— begin DOCUMENT TEXT —

David began by telling us that historically Chilton was regarded as little more than an extension of Great Waldingfield, whilst in modern times it has been under massive assault from the residential and industrial expansion of Sudbury, let alone the huge proposed development of Chilton Woods. He then explained that Chilton sits on a plateau above the valley of the river Stour, which provided a natural route for invaders to penetrate into the heart of East Anglia. As the valley bottom was marshy and prone to flood, early settlers tended to occupy high ground, living as hunter gatherers and leaving little trace of their passing, apart from ‘scatters of worked flints'.
After parts of the parish were zoned for industrial development in the last century, archaeological excavations in 1997 between Chilton Hall and Grange Farm discovered permanent farming settlements spanning at least 1,500 years, from the late Bronze Age into the Iron Age. A section of a curved ditch was found, some 3 to 4 metres wide and 1 to 1.5 metres deep, cut into the boulder clay; due to subsequent development only part of the ditch was uncovered, but was estimated to have enclosed an area of 1.6 hectares - about 4 acres. Excavations within the enclosure revealed a multitude of post-holes, indicating the wooden frames of dwellings and other structures; post-hole patterns indicated two or possibly three family roundhouses of about 6 metre diameter - possibly housing one extended family.
David then explained how the settlement uncovered by the archaeologists was unusual because the enclosure was surrounded by woodland; analysis of mollusc remains found in the ditch showed a high concentration of shade loving snails, whereas most contemporary settlements of this sort lay in open country. Some land in the vicinity had been cleared for farming, with evidence of wheat, oats and barley having been grown, dried in pits over heated flints and stored in raised four poster granaries, then finally ground into flour using stone querns. There was evidence of tool making, with fragments of a clay crucible and metal working waste to indicate copper and lead were smelted on site, along with evidence of jewellery making. It seems the site was abandoned in the late Iron Age, with no evidence of Romano-British occupation, although an area of Roman occupation was found south west of New Farm, subsequently confirmed 10 years later after a series of trial trenches were dug in advance of the Chilton Woods development.

— end DOCUMENT TEXT —
— begin EXTRACTED RECORDS —

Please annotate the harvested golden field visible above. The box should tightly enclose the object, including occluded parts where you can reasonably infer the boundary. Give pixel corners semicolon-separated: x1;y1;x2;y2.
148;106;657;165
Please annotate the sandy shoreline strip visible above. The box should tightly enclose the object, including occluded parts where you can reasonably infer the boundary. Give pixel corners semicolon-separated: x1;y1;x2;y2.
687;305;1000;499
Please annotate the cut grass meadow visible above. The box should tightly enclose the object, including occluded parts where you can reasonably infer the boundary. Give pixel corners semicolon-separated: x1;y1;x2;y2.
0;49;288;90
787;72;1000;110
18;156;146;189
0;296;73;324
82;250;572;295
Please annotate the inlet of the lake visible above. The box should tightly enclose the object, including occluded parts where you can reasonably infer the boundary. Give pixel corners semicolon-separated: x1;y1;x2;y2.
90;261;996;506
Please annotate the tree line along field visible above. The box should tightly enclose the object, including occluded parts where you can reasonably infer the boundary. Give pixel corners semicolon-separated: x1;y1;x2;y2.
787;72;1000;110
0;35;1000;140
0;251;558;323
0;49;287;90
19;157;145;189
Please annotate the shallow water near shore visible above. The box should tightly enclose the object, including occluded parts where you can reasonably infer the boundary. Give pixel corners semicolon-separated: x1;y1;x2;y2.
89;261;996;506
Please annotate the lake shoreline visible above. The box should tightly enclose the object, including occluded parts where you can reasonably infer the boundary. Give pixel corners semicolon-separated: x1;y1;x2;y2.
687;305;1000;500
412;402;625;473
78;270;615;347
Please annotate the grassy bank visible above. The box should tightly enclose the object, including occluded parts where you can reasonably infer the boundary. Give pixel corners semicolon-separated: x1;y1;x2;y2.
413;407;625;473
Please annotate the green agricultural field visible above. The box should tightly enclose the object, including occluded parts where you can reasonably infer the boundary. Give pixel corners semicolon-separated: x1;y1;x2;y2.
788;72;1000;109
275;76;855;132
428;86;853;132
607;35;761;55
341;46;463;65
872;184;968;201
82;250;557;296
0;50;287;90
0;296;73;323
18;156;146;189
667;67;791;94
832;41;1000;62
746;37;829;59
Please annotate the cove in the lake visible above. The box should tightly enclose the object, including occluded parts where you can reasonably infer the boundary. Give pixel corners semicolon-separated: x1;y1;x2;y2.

— end EXTRACTED RECORDS —

Could you return the part of the Chilton history text above, word for word, starting at "David began by" and ending at "of worked flints'."?

David began by telling us that historically Chilton was regarded as little more than an extension of Great Waldingfield, whilst in modern times it has been under massive assault from the residential and industrial expansion of Sudbury, let alone the huge proposed development of Chilton Woods. He then explained that Chilton sits on a plateau above the valley of the river Stour, which provided a natural route for invaders to penetrate into the heart of East Anglia. As the valley bottom was marshy and prone to flood, early settlers tended to occupy high ground, living as hunter gatherers and leaving little trace of their passing, apart from ‘scatters of worked flints'.